*Stated exercise A:*
Answer these questions about the RCMP pay excerpt, one per line:
(i) Which SFU criminology professor is quoted?
(ii) What market adjustment took effect April 1, 2016?
(iii) How many members does the country have, according to the National Police Federation quote?
*Stated exercise B:* In the records, from the line with "Reviewer note. Confirm that each instance of the wooden" up to and including the line with "<point>215,319</point>", swap "wooden bench" for "garden bench" and return only those lines, otherwise unchanged.

*Document extract:*
────────

The RCMP back pay was announced this week.  I assume that (at least until they form a union) their pay increases wait for the overcoming of the same barriers as are holding up decisions on CAF pay.

So ... any day now?

They may have had their back pay announced, but it seems as if they're far from happy about their pay.  Full story with interesting photos at story link below.  Shared under the fair dealings provisions of the copyright act.

Quote
RCMP yellow stripe protest over pay discrepancies spreads among officers
Criminologist calls push-back by rank and file unusual, but expects more
By Chad Pawson, CBC News Posted: Apr 08, 2017 5:00 AM PT Last Updated: Apr 08, 2017 5:00 AM PT

Sgt. Chris Backus knows that speaking out about receiving fair compensation as a Mountie could cost him his job, but he's willing to take that risk.

"I have been verbally reprimanded by the RCMP, I've been told not to speak out any further," he said a day after telling the CBC about how he and members at Sunshine Coast RCMP are covering up the yellow stripe on their uniforms.

They're calling it a symbolic protest of pay discrepancies between RCMP and municipal forces across Canada.
"I will not be silenced on this issue," said Backus. "I will continue to speak out and I accept whatever fate that gives me on a disciplinary measure."

It appears that Backus is not alone, as pictures of Mounties either taping over their yellow strip or wearing different pants are popping up on social media across the country.

"I get the sense that there will be more of this," said SFU criminology professor Rob Gordon. "You've got a disgruntled labour force there."
Protest of any kind is rare inside the RCMP, which has strict regulations about publicly expressing any kind of comments about the force that could be considered negative.

Last July, many Mounties refused to volunteer for so-called, "red serge duty," where they march in parades and other events.

Officers who participate in the yellow-stripe protest could face disciplinary action relating to its code of conduct, which could result in a verbal reprimand or even dismissal.

On Wednesday, Public Safety Canada announced retroactive salary increases for the RCMP, which include a 1.25 per cent raise effective Jan. 1, 2015, another 1.25 per cent raise effective Jan.1, 2016, and a 2.3 per cent market adjustment effective April 1, 2016.

"This package does very little in moving the RCMP into a competitive salary range to attract and to retain qualified candidates," said The National Police Federation, one of three groups in Canada trying to professionally represent the country's 17,000 members.


The force is in the process of forming a union, but no group is yet in place to represent RCMP officers in bargaining.

────────

*Entries:*
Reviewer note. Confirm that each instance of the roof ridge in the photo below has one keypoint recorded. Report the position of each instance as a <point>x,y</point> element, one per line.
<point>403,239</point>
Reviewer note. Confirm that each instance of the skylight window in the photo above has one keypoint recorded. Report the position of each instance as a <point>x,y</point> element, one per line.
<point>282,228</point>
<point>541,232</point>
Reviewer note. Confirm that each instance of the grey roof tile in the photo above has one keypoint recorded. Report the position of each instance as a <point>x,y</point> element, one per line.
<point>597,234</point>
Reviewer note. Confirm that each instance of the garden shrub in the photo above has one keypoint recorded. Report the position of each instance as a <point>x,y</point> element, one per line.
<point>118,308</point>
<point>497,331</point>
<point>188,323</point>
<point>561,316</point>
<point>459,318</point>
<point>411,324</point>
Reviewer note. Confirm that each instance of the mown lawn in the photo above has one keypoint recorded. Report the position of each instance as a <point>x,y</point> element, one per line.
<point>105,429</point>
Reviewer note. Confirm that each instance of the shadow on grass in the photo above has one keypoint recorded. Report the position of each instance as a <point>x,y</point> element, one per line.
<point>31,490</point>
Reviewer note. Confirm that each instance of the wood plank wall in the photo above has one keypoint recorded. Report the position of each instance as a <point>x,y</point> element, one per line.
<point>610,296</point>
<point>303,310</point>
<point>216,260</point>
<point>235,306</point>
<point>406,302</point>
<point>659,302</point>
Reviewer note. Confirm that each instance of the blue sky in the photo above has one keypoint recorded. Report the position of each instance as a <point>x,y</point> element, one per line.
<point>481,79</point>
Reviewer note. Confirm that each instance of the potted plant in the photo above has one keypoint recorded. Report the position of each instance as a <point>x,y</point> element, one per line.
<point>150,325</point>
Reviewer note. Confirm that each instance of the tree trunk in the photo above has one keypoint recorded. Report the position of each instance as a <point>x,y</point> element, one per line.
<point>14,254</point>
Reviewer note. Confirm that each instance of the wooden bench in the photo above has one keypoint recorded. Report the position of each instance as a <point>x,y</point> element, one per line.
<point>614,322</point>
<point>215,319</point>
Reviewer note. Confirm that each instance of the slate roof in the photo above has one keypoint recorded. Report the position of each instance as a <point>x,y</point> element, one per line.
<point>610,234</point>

────────

*Correct answer A:*
(i) Rob Gordon
(ii) 2.3 per cent
(iii) 17,000

*Correct answer B:*
Reviewer note. Confirm that each instance of the garden bench in the photo above has one keypoint recorded. Report the position of each instance as a <point>x,y</point> element, one per line.
<point>614,322</point>
<point>215,319</point>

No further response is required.